[INSTRUCTIONS TO FOLLOW]:
In the passage below on free will and the Buddhist precepts, which five things make up "the five skandhas"?

[PAGE EXTRACT]:
··········
One only needs to read the opening few pages of the book. The opening few pages of this book lay out the problem in a way that do not “let” you turn your eyes from this subject. The agonizing event he describes make you unable to put the book down, actually.

And that, in a nutshell — if you are really paying attention — is already some taste of the truth of Sam’s argument.

The only dispute or “clarification” I would wish to have with Sam over this — and I have wished the opportunity to send him this question on his “Ask Me Anything” sessions, before COVID and US election matters crowded it out — would be to ask him about the matter of karma (“mind habits”). The Buddha also recognized that, rather than having some substantial, unitary “self” (strong believers in “free will” believe we have such a thing, calling it a Soul or identity or whatever), what we take to be the self is merely “baskets” of form, feelings, perceptions, impulses, and consciousness (“the five skandhas”).

And yet, the Buddha gave us PRECEPTS so that, bobbing in this rolling ocean of “the five skandhas”, in this shoreless sea of phenomenal experience, we could make a DECISION about the cause-and-effect appropriateness of certain actions or behaviors. Having decided to guide ourselves through these actions according to the guideposts of the precepts, we “limit” the shipwrecking life of purely karmic-based behavior.

So, if there is no “free will” (and when I hear or read Sam on this topic, I feel a natural agreement, almost as if he is saying things I have already thought or felt without giving words to) — if there is no “free will,” then what about the practice of the precepts? (Funny to ask about this, as I have never been a very great student of that practice over 30 years of Zen work!). This decision to TAKE the precepts is influenced by what I have read and seen and heard and experienced about Buddhist teaching’s absolute worth and efficacy. So, that is a conditioned decision not entirely taken through “free will,” by Sam’s bright lights. So far, so good.

But when situations arise, and there are choices of experience or behavior, am I not choosing — again and again and again — to be guided by the precepts (caveat: as much as possible, and never perfectly) to sail me through the situation? Is this not some “choice”?
··········
[GIVEN INFORMATION]:

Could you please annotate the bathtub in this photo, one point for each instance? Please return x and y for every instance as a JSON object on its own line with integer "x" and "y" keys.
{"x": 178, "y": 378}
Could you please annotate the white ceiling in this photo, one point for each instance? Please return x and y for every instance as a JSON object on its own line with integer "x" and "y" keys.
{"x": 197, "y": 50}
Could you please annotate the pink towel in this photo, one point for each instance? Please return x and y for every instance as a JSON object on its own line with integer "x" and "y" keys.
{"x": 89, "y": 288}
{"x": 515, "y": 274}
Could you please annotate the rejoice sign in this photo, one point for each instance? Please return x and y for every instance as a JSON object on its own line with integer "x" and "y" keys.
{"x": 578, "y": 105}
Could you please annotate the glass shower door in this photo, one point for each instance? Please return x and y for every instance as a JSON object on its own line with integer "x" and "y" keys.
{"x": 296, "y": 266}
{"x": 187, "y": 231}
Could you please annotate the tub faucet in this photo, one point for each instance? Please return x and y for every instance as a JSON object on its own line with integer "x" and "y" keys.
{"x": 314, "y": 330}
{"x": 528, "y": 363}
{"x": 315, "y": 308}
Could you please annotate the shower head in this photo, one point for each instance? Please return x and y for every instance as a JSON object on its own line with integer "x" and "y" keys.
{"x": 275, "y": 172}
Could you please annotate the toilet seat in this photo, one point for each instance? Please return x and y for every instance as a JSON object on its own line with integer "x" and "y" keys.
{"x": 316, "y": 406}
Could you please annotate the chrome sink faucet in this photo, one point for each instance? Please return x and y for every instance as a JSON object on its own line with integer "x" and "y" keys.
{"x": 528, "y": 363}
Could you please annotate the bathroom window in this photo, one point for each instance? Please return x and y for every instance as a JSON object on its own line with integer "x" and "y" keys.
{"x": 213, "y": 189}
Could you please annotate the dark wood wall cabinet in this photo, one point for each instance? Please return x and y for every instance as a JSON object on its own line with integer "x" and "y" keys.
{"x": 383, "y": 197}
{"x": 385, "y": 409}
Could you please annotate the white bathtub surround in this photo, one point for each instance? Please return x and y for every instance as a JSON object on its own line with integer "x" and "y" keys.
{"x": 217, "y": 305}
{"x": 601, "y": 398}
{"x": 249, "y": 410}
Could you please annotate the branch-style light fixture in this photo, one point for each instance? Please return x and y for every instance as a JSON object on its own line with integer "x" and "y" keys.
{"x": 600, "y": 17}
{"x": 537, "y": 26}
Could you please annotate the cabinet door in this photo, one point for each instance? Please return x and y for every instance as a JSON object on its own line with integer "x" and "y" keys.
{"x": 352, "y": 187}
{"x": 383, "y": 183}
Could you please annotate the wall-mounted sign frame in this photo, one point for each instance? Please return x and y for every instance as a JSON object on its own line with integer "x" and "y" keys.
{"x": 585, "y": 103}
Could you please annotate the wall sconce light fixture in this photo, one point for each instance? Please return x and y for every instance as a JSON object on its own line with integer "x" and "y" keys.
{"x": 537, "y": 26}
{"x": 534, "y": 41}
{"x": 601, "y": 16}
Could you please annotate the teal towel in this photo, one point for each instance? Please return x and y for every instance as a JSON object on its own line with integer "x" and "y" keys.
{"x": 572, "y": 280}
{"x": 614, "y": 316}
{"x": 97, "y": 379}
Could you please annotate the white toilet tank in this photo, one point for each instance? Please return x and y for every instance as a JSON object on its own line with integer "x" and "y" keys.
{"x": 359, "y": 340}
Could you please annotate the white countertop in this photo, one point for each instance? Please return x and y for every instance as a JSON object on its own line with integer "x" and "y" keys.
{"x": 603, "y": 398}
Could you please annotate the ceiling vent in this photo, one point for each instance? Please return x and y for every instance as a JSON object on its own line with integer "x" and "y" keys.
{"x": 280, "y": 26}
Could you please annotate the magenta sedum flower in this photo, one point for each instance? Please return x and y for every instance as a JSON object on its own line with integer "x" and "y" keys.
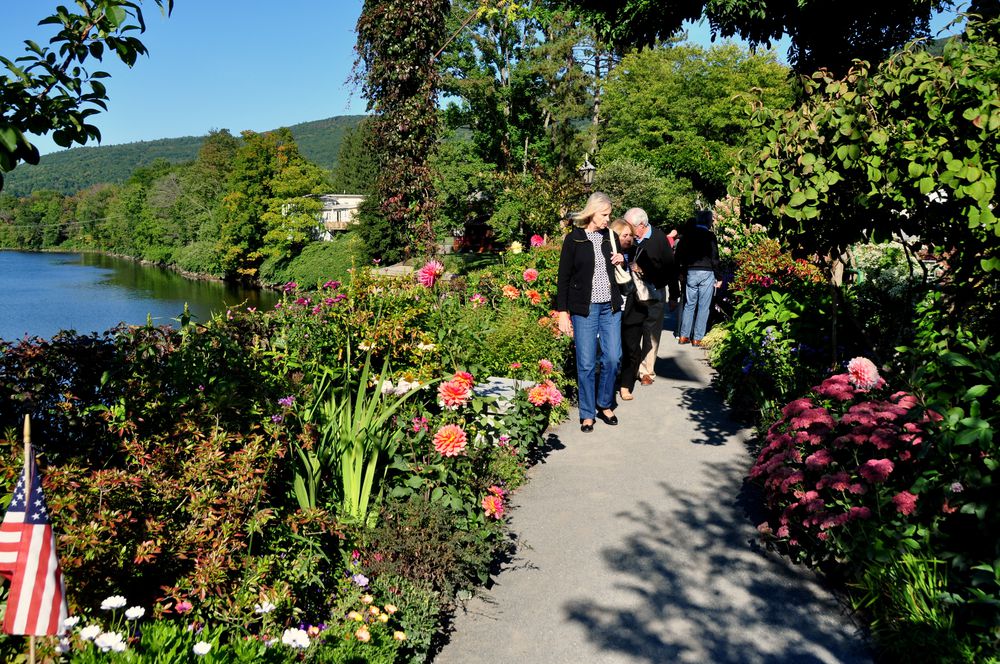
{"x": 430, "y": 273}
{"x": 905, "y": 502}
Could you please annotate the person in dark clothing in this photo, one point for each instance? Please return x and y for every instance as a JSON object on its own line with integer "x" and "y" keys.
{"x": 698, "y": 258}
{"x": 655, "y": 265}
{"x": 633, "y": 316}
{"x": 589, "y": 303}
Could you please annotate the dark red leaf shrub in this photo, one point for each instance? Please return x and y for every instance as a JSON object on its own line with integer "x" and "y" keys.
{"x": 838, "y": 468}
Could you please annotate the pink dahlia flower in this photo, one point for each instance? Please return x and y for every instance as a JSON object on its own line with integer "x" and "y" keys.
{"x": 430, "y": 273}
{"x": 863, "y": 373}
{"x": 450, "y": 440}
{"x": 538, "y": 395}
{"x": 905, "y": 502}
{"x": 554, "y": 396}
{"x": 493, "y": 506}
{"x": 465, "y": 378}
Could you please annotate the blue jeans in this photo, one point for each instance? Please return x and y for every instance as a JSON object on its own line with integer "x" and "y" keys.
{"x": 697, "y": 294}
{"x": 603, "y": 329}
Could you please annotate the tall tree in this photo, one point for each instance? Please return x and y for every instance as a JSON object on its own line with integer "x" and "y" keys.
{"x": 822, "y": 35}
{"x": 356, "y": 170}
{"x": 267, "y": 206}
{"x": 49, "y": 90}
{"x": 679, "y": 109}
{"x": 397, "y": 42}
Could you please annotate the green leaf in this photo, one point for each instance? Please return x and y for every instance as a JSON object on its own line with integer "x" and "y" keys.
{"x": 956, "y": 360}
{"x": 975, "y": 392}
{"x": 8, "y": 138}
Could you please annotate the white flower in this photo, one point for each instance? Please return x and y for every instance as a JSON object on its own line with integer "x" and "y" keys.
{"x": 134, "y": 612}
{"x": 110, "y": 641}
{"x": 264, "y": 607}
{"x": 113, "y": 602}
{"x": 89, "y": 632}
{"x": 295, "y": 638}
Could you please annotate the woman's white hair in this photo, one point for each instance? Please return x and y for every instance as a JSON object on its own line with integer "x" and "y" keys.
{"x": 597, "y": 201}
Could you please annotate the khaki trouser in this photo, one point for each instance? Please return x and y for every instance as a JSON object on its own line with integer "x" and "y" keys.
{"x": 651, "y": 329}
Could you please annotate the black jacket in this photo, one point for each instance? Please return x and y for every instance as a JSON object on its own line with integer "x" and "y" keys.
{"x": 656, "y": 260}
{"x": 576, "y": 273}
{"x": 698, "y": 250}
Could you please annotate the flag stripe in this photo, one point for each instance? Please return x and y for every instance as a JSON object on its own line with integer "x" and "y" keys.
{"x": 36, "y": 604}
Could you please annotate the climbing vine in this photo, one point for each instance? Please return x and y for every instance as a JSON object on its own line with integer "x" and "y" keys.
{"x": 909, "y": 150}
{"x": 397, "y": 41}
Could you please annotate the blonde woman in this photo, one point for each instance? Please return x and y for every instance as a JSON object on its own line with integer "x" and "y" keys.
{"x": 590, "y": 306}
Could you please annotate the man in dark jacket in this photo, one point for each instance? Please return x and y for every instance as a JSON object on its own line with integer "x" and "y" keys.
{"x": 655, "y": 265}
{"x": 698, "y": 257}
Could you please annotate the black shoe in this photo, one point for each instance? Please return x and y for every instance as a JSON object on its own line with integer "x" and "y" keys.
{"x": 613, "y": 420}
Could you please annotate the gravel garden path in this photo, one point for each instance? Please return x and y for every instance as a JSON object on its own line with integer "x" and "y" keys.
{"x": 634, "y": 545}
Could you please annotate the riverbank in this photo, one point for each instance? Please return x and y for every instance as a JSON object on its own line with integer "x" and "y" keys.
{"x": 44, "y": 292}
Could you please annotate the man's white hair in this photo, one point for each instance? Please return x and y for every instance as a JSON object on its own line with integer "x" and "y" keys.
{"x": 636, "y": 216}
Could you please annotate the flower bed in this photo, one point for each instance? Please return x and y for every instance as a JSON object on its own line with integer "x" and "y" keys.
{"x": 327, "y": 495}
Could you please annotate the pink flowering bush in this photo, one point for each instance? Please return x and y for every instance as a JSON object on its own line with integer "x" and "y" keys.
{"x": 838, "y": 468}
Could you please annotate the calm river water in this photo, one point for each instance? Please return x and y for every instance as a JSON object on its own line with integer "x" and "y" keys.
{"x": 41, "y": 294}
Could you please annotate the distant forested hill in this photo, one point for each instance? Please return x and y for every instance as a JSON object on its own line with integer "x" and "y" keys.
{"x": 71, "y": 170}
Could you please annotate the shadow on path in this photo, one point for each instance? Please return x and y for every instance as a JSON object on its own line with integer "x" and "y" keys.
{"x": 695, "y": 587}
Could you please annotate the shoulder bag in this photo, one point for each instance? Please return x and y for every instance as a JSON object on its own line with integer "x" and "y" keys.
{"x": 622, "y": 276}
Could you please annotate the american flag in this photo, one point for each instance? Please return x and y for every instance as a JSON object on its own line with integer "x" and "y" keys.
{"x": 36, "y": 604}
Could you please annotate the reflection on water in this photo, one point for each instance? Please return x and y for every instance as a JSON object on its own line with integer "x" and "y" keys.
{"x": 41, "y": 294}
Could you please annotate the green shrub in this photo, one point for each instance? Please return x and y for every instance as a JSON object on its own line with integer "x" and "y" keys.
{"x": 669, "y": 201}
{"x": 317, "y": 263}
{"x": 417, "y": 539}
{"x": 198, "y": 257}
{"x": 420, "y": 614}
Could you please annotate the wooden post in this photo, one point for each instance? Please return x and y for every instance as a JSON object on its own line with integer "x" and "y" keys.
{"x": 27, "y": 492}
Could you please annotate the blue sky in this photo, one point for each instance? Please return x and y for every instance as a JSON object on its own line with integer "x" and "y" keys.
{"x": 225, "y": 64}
··········
[RESULT OF THIS EXERCISE]:
Form, feelings, perceptions, impulses, and consciousness.